# RECORDS SHOWN
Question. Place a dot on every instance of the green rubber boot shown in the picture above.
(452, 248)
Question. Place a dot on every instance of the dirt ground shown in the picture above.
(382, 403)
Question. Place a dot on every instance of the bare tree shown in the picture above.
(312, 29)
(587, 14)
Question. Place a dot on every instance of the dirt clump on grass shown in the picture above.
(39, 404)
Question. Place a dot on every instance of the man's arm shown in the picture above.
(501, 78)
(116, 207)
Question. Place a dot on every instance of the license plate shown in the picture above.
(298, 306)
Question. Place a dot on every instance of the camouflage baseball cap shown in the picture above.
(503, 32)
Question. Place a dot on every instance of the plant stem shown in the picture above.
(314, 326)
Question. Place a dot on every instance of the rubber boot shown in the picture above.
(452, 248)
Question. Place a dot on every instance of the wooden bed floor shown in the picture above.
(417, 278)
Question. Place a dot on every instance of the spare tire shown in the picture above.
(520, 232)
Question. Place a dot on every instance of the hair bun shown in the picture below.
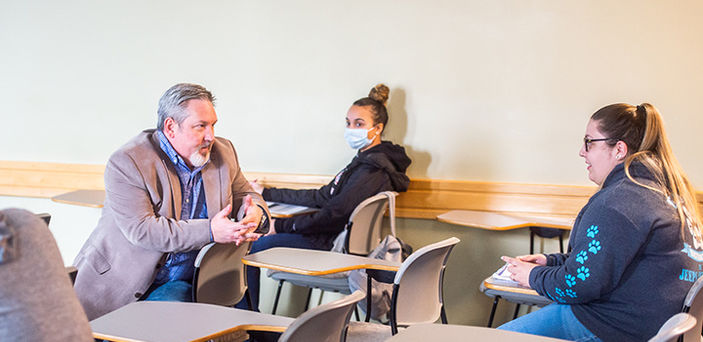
(379, 93)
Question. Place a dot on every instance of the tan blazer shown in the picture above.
(140, 221)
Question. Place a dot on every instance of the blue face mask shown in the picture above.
(357, 138)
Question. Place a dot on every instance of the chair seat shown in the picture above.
(368, 332)
(331, 282)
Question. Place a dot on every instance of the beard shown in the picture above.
(198, 159)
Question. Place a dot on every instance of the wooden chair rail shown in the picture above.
(426, 198)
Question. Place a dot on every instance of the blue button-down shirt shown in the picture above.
(179, 266)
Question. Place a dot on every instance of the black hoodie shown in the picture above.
(380, 168)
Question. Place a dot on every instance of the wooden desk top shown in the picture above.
(87, 198)
(285, 210)
(173, 321)
(450, 332)
(314, 262)
(496, 221)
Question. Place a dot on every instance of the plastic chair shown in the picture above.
(361, 235)
(219, 276)
(417, 290)
(325, 323)
(693, 304)
(675, 327)
(421, 273)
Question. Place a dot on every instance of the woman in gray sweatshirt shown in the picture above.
(635, 248)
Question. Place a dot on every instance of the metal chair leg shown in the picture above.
(247, 295)
(368, 298)
(493, 311)
(517, 311)
(307, 302)
(278, 295)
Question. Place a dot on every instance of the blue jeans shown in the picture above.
(172, 291)
(264, 243)
(553, 320)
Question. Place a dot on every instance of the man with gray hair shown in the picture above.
(169, 192)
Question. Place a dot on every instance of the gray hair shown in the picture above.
(172, 102)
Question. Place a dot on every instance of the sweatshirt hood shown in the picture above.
(392, 159)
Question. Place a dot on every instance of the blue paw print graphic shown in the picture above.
(582, 257)
(592, 231)
(583, 273)
(594, 246)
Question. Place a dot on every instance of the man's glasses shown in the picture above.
(587, 141)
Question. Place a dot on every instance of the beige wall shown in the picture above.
(481, 90)
(496, 91)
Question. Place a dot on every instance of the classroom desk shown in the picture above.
(285, 210)
(449, 332)
(174, 321)
(86, 198)
(515, 294)
(96, 199)
(496, 221)
(315, 263)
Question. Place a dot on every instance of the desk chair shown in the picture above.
(693, 305)
(361, 235)
(219, 276)
(325, 323)
(417, 290)
(674, 328)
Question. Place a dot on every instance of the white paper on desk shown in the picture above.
(287, 209)
(502, 277)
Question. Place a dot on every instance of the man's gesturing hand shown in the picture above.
(226, 231)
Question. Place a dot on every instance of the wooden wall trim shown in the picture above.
(426, 198)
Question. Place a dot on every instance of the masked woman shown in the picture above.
(378, 166)
(635, 248)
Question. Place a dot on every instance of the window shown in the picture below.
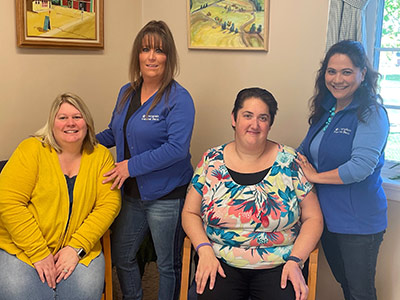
(387, 62)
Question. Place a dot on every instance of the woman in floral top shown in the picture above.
(250, 213)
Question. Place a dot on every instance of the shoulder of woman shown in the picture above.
(287, 149)
(375, 111)
(100, 150)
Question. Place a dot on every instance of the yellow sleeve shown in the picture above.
(17, 181)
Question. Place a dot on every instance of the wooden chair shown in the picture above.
(106, 244)
(186, 261)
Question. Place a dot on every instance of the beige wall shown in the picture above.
(296, 43)
(30, 79)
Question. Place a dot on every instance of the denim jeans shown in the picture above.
(20, 281)
(352, 258)
(163, 219)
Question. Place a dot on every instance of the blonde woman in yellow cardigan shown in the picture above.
(54, 208)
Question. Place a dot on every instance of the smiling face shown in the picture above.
(69, 126)
(152, 60)
(342, 78)
(252, 123)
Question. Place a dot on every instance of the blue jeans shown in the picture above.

# TASK
Reproduce the entries above exactly, without images.

# REPLY TO THE EXERCISE
Question. Place a dot on every instance of the green rubber boot shown in the picture above.
(452, 248)
Question. Place a dot on every instance of the dirt ground shown in the picture above.
(382, 403)
Question. Place a dot on every instance of the bare tree shown in the picture above.
(312, 29)
(587, 14)
Question. Place a dot on every instance of the dirt clump on grass shown in the picture above.
(39, 404)
Question. Place a dot on every instance of the man's arm shown in the picture above.
(501, 78)
(116, 207)
Question. Place a dot on every instance of the license plate shown in the picture above.
(298, 306)
Question. Place a dot on every instance of the camouflage baseball cap shown in the picture above.
(503, 32)
Question. Place a dot on every instance of the plant stem shown in the picture above.
(314, 326)
Question. Place a dot on every instance of the rubber boot shown in the picture above.
(452, 248)
Question. Place a dot on every instance of the wooden bed floor shown in the picture above.
(417, 278)
Question. Place a dot on every instance of the spare tire shown in the picture above.
(520, 232)
Question. Place a dot on every instance of the hair bun shown in the picture below.
(379, 93)
Question. Place a dot on every instance of the tan blazer shown in the picture above.
(140, 221)
Question. Place a dot on every instance of the blue face mask shown in the picture above.
(357, 138)
Question. Place a dot on every instance of the chair seat shown in the picture above.
(368, 332)
(331, 282)
Question. Place a dot on every instance of the beard shown in the picture above.
(198, 159)
Question. Place a dot on every instance of the wooden chair rail shown in the picture above.
(426, 198)
Question. Place a dot on every instance of the blue button-down shirt shown in the picture above.
(179, 266)
Question. Place a dot on every instance of the black hoodie shown in the picture above.
(380, 168)
Question. Place a dot on every instance of the wooden desk top shown in the picture above.
(87, 198)
(285, 210)
(173, 321)
(450, 332)
(314, 262)
(496, 221)
Question. Place a dot on every instance of the plastic chair shown in the picture above.
(361, 235)
(219, 276)
(417, 290)
(325, 323)
(693, 304)
(675, 327)
(421, 273)
Question. Place a dot on every instance of the woman in gray sweatshirt shown in the picture above.
(635, 248)
Question. Place a dot on every instance of the metal chair leg shown in the picture above.
(247, 295)
(368, 298)
(493, 311)
(517, 311)
(307, 302)
(278, 295)
Question. Place a dot on every instance of the blue jeans shown in the picture above.
(172, 291)
(264, 243)
(553, 320)
Question. Place a dot on every instance of the man with gray hair shown in the picture above.
(169, 192)
Question. Place a dot on every instance of the gray hair shown in the picture above.
(172, 102)
Question. Place a dot on every instance of the sweatshirt hood shown in the picture above.
(392, 159)
Question. Place a dot on every instance of the blue paw print graphic shown in the picture above.
(582, 257)
(592, 231)
(583, 273)
(594, 246)
Question. Place a dot on every instance of the man's glasses shown in the picture above.
(587, 141)
Question. Place a dot on every instance of the beige wall shown in the picture above.
(481, 90)
(496, 91)
Question. Place a dot on every instance of the classroom desk shown in the picture above.
(285, 210)
(449, 332)
(174, 321)
(86, 198)
(515, 294)
(96, 199)
(496, 221)
(315, 263)
Question. Place a dot on every instance of the desk chair shown in the picture above.
(693, 305)
(361, 235)
(219, 276)
(325, 323)
(417, 290)
(674, 328)
Question. Place a dot on every instance of the white paper on desk shown in the picture above.
(287, 209)
(502, 277)
Question. Place a dot on every instance of the man's gesturing hand shown in the picture above.
(226, 231)
Question. Place a dot on every instance of the wooden wall trim shown in the picture above.
(426, 198)
Question. Place a dot on every instance of the masked woman shown in the picture above.
(378, 166)
(635, 248)
Question. Place a dot on every instance of the window shown in the picture below.
(387, 62)
Question. Place a dot on every instance of the woman in floral top shown in the picture above.
(250, 213)
Question. Place a dot on every instance of the shoulder of woman shown in the picture above.
(287, 149)
(375, 111)
(100, 150)
Question. Place a dot on every instance of the yellow sleeve shown in the picture above.
(17, 181)
Question. Place a dot on every instance of the wooden chair shown in the picture above.
(106, 244)
(186, 261)
Question. Place a dot on every instance of the beige wall shown in the picture above.
(296, 43)
(30, 79)
Question. Place a dot on every instance of the denim jeans shown in the picture above.
(20, 281)
(352, 258)
(163, 219)
Question. Place a dot on every instance of the blonde woman in yellow cardigan shown in the picture above.
(54, 208)
Question. Place a dot on every instance of the smiling face shown in the picture above.
(69, 126)
(152, 60)
(342, 78)
(252, 123)
Question. Place a dot on every instance of the blue jeans shown in the picture above.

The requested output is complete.